• **What to produce**
Convert the lines below into a numbered list, skipping any blank lines. Omit the pictures from your answer.

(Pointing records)
====================
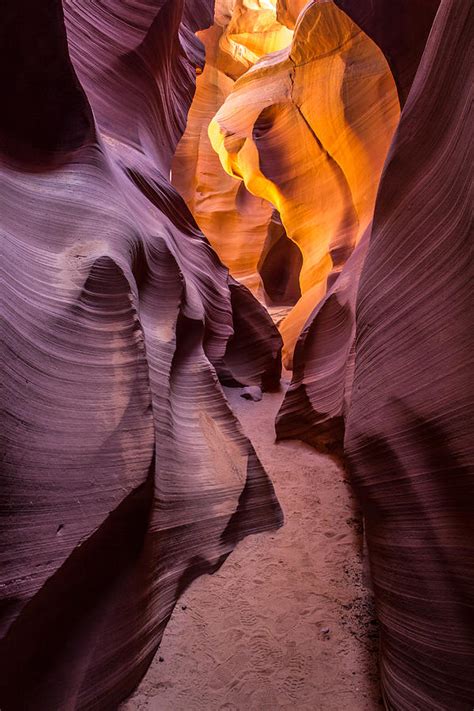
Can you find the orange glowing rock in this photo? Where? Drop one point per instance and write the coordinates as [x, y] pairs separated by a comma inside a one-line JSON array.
[[236, 222], [307, 128]]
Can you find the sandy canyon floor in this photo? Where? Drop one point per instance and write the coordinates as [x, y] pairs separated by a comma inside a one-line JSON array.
[[286, 623]]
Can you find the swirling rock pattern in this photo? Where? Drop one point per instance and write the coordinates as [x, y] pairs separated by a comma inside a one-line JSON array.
[[308, 129], [125, 472], [409, 430], [317, 402], [236, 222]]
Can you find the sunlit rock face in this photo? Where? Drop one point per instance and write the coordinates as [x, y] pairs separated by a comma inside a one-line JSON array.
[[236, 222], [125, 473], [316, 404], [308, 129], [409, 430]]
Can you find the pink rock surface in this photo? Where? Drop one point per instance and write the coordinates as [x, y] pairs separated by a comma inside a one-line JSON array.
[[409, 431], [125, 472]]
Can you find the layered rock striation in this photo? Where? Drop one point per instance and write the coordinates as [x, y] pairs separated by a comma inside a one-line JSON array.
[[125, 473], [409, 428], [308, 128]]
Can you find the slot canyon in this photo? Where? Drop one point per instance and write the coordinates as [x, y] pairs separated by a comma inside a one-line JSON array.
[[237, 453]]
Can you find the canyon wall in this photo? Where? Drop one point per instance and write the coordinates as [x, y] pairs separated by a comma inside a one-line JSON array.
[[125, 472], [409, 427], [308, 129]]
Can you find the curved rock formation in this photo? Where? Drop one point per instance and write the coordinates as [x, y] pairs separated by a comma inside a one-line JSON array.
[[409, 430], [400, 29], [236, 222], [125, 473], [308, 129], [317, 402]]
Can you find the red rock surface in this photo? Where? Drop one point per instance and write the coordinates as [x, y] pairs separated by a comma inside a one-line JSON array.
[[409, 432], [125, 472]]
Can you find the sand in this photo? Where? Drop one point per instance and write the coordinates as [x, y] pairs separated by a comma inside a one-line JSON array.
[[286, 623]]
====================
• **Result**
1. Can you find the orange glowing rock in this photo? Where? Drop one point per instance and write the coordinates as [x, y] pairs separated by a comma inside a one-line JSON array.
2. [[236, 222], [307, 128]]
3. Can you find the sandy canyon floor in this photo? Where? Drop one point per instance and write the coordinates as [x, y] pairs separated by a comma inside a one-line JSON array.
4. [[286, 623]]
5. Can you find the swirling rock pattern in this photo? Where? Drop one point per instance and write the coordinates as [x, y] pairs separated by a comma inside a one-line JSON array.
6. [[308, 129], [125, 472], [409, 430], [317, 402], [236, 222]]
7. Can you find the sunlit rock face in this photo? Where? Drop one point per instance and write the coordinates as [x, y] pairs separated by a comma inside a one-line JSON array.
8. [[236, 222], [125, 473], [316, 404], [308, 129], [409, 430]]
9. Can you find the pink rock surface in this photo? Where? Drop one point per instance and write the coordinates as [x, y] pairs separated by a comma inside a one-line JSON array.
10. [[409, 431], [125, 472]]
11. Can you find the layered rock striation in this photo? Where? Drop one point per instance and write the coordinates as [x, y] pairs separated by a comma inside a one-line JSON array.
12. [[125, 473], [409, 428], [308, 128]]
13. Can you find the slot canyon in this photo? Where? Drop one point per instance and write the coordinates as [x, y] pairs separated by a comma inside a one-line JSON array.
14. [[237, 453]]
15. Can you find the canyon wall in this photo? Where? Drop one point per instance and write the coordinates as [x, y] pairs separated by a comma inside a one-line JSON array.
16. [[125, 472], [409, 427], [308, 129]]
17. Can you find the curved rock formation in this photo? Where? Drop one point per instance and write the coordinates as [x, y] pairs separated by a comma inside a one-line JSON array.
18. [[409, 430], [400, 29], [236, 222], [125, 473], [308, 129], [317, 402]]
19. Can you find the red rock surface in this photo? Where? Drop one point per instance and write the coordinates as [x, y] pairs separated by a comma inside a one-line JSON array.
20. [[409, 432], [125, 472]]
21. Can you find the sand in this photo? Where? Drop one point per instance and write the coordinates as [x, y] pairs separated by a comma inside a one-line JSON array.
22. [[286, 623]]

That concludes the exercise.